**DOCUMENT SEGMENT**

'''

Opera in one act by Giselher Klebe

Das Rendezvous, Op. 78, is a chamber opera in one act by Giselher Klebe, to a libretto by his wife Lore Klebe, based on a satire by Mikhail Zoshchenko. The opera was premiered in 1977, for the 125th anniversary of the Staatsoper Hannover.

== History ==
Klebe composed the opera for the 125th anniversary of the opera house of the Staatsoper Hannover in 1977, which was celebrated with three commissions of new works, also Wolfgang Rihm's Faust und Yorick and Karlheinz Stockhausen's Jubiläum for large orchestra. Klebe's wife, Lore Klebe, wrote the libretto based on the satiric story Ein spaßiges Abenteuer (A funny adventure) by Mikhail Zoshchenko. It was Klebe's first comic opera.

The opera was premiered at the opera house in October 1977, staged by Günter Roth and conducted by Hans Herbert Jöris. A reviewer of Die Zeit described it as a burlesque about the possibility, forms and consequences of a liberation of the norms of marriage ("eine Burleske über die Möglichkeit, die Formen und die Folgen einer Liberalisierung strenger Ehe-Normen"). Meetings between three men and three women are treated with irony. Klebe's music has been described as a chamber opera with dramatic drive and economically used sound effects, rhythms and accents.

'''

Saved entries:
'''

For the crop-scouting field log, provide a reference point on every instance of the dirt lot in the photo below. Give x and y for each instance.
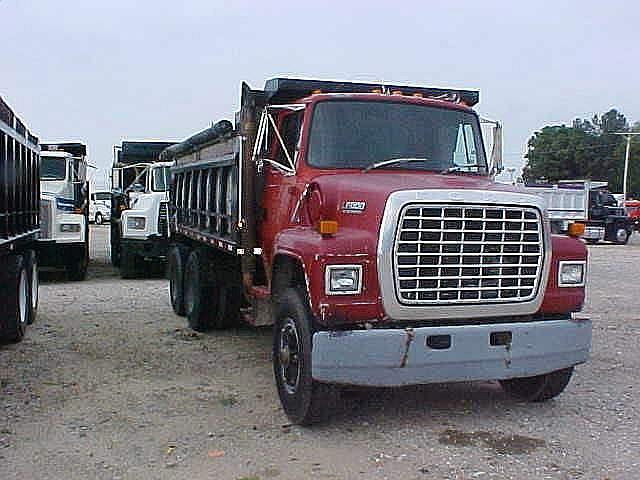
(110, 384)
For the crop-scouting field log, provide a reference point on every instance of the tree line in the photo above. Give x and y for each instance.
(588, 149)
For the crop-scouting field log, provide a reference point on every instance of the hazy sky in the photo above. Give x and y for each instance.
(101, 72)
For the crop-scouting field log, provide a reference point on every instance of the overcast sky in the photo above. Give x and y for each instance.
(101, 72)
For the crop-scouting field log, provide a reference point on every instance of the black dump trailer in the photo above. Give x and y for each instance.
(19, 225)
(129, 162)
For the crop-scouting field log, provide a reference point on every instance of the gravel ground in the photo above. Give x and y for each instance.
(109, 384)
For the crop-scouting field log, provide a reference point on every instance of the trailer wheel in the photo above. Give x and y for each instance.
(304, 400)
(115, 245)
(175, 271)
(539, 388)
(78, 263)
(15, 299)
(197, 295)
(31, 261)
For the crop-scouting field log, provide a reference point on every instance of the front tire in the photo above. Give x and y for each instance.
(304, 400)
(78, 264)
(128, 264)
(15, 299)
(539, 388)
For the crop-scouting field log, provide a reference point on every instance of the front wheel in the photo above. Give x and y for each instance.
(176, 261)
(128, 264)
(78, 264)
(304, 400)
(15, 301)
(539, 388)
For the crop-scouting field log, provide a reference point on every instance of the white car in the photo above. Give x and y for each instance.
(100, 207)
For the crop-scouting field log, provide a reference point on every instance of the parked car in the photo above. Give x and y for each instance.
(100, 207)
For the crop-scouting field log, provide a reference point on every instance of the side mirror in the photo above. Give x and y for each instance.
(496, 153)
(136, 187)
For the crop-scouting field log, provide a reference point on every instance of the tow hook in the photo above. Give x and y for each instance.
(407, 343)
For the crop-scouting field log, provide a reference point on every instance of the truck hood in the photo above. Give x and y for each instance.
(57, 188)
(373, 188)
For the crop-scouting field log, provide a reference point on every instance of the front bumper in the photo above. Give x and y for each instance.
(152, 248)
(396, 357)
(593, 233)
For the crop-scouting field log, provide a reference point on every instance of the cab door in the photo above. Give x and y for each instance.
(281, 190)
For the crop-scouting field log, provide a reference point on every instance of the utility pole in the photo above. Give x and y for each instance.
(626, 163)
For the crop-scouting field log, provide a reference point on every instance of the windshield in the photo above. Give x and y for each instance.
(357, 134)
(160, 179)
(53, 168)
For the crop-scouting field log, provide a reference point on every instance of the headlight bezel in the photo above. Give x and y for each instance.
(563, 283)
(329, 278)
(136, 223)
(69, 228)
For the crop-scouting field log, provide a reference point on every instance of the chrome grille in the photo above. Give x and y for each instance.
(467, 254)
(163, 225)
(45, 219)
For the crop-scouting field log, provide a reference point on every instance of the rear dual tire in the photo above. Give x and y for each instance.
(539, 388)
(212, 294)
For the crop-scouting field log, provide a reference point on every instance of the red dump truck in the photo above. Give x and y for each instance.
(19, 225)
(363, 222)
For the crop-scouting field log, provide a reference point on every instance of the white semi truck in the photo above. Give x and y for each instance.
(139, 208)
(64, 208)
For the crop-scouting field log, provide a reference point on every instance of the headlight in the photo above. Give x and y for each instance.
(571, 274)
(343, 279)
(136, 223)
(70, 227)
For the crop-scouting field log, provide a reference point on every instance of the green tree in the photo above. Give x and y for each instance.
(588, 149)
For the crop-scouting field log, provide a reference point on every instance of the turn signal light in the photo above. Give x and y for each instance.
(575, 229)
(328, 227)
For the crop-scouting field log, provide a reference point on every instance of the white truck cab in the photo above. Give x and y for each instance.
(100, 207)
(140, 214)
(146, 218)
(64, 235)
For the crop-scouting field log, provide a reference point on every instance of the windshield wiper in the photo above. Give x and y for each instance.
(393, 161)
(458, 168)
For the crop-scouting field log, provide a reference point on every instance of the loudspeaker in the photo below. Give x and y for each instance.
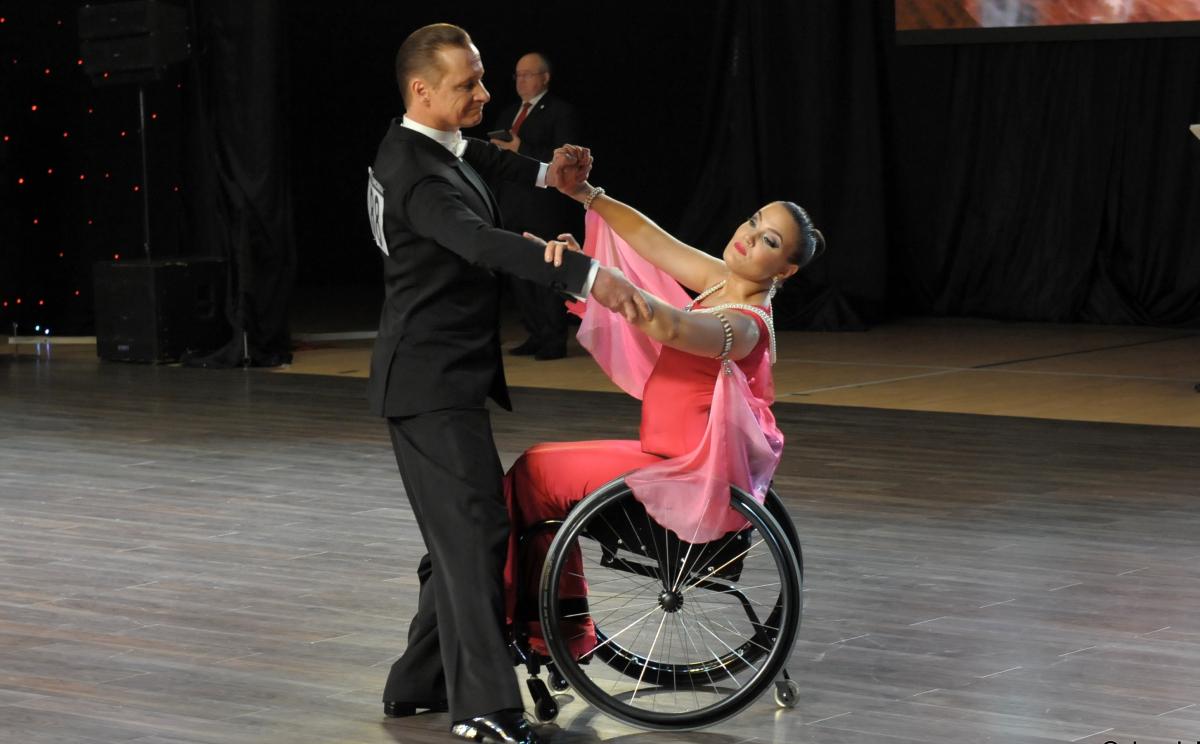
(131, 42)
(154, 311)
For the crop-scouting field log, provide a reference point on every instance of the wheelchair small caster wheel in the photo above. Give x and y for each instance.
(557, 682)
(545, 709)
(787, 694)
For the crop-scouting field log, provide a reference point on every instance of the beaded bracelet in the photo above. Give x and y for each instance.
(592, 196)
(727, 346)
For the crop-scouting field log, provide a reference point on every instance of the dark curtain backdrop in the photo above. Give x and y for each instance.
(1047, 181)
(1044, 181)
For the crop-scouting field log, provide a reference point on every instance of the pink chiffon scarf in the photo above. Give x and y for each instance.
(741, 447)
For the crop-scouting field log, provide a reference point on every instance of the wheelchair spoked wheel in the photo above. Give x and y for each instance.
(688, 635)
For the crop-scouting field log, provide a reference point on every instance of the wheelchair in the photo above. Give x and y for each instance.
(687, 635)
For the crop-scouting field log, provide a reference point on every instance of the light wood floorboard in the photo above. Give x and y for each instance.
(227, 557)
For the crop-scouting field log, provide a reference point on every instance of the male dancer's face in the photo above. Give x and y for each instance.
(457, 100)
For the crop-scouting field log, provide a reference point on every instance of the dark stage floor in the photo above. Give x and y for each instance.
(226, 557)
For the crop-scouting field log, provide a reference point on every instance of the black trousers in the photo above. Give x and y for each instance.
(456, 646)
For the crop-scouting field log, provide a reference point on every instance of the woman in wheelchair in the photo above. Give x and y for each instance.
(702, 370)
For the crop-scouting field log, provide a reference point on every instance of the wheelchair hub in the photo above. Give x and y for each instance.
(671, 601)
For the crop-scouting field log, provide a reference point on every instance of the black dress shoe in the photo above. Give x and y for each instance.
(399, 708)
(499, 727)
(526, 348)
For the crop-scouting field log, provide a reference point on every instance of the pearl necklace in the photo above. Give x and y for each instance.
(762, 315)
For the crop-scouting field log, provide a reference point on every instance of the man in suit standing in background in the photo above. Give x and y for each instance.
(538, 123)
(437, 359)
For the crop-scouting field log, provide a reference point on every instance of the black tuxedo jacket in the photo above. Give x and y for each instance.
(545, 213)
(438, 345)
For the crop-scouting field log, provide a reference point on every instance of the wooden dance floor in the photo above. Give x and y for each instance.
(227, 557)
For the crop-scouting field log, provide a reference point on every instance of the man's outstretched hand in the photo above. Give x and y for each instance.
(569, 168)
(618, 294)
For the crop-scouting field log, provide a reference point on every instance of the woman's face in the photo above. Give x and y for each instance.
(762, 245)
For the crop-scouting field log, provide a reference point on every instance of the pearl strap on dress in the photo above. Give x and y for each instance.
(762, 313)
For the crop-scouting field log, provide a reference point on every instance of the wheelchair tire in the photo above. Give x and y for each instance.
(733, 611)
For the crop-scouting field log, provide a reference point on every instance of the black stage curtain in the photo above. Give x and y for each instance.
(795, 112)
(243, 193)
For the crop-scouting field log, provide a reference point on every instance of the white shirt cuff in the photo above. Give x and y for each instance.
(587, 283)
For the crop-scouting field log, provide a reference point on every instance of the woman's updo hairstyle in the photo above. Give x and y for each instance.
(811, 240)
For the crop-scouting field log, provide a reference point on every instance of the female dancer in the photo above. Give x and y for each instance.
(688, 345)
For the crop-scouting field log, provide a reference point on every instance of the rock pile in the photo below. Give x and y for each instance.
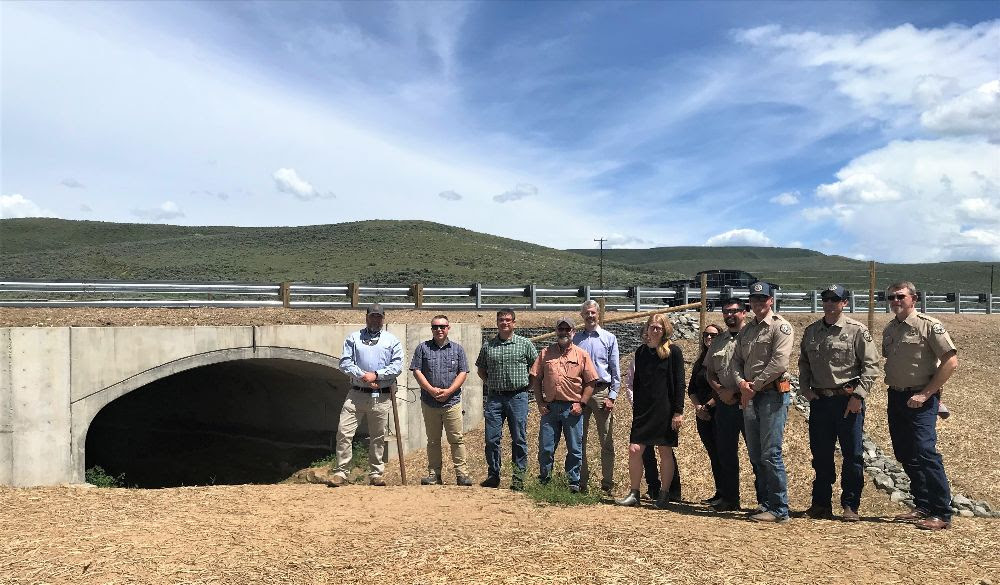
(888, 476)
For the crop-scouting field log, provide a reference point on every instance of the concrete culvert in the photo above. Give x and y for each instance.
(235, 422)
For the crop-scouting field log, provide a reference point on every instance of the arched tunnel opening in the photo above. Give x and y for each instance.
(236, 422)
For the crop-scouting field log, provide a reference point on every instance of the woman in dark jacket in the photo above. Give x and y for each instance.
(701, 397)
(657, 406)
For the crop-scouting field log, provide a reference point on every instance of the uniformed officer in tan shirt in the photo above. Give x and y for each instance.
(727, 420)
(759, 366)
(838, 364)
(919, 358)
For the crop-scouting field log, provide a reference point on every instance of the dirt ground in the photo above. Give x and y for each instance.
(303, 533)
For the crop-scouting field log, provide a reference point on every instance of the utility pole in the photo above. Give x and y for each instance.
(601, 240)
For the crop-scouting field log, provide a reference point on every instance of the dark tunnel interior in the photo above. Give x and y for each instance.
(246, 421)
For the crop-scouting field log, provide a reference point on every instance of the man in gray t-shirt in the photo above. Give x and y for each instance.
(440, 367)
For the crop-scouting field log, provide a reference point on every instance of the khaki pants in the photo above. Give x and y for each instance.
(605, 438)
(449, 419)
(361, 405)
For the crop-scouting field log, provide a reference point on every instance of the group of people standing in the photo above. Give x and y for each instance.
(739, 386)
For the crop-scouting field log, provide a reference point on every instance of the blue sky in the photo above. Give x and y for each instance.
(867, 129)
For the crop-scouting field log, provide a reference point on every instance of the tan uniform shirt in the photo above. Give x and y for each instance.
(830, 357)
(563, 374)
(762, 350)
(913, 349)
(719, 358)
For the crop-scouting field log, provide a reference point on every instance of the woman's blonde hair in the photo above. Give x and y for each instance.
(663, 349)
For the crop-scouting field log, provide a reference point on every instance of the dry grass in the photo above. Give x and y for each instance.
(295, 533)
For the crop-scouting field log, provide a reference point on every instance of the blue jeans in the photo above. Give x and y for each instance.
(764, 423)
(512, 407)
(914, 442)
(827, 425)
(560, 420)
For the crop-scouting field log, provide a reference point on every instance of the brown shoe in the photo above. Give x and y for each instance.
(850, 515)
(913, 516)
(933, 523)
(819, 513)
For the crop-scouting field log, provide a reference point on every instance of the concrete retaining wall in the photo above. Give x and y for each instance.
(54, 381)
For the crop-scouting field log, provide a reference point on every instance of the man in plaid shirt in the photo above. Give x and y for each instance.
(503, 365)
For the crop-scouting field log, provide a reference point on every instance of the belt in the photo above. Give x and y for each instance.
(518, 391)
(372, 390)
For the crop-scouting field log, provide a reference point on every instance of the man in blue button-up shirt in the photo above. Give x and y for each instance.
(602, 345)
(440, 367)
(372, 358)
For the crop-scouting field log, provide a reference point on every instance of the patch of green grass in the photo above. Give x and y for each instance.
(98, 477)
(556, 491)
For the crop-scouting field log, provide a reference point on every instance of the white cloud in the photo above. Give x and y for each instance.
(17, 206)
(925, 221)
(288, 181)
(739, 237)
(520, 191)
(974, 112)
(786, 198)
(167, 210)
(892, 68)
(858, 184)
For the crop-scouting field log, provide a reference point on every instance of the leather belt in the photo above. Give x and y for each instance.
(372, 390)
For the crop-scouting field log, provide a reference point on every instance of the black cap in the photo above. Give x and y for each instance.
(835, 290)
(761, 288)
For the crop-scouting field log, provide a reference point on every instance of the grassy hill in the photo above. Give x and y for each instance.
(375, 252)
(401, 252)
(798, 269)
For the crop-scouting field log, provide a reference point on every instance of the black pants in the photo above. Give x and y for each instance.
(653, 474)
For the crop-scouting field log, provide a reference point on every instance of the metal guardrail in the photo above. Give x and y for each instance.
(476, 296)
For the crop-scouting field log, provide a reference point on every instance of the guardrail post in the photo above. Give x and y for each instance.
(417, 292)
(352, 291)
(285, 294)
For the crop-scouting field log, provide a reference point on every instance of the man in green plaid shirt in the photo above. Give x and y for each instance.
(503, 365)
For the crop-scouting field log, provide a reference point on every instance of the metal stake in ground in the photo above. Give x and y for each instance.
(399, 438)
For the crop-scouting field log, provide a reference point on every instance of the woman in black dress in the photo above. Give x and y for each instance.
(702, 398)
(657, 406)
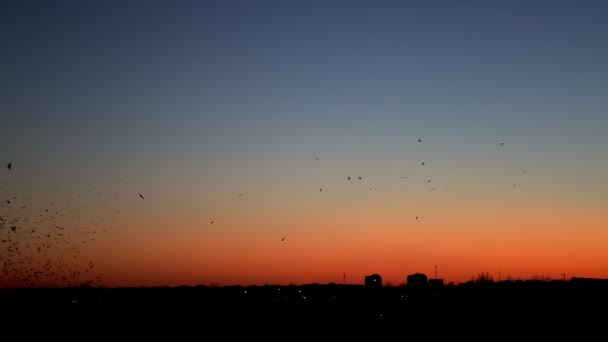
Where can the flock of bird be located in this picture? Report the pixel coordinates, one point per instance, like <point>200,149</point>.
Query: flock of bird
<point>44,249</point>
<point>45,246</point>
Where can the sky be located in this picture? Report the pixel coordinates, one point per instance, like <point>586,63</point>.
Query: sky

'''

**THE PROBLEM**
Answer these questions from the article on Das Rendezvous:
(a) What opus number does the opera carry?
(b) Which two other new works were commissioned for the 125th anniversary of the Staatsoper Hannover?
(c) Who conducted the premiere in October 1977?

**SOLUTION FOR THIS TASK**
(a) Op. 78
(b) Wolfgang Rihm's Faust und Yorick and Karlheinz Stockhausen's Jubiläum
(c) Hans Herbert Jöris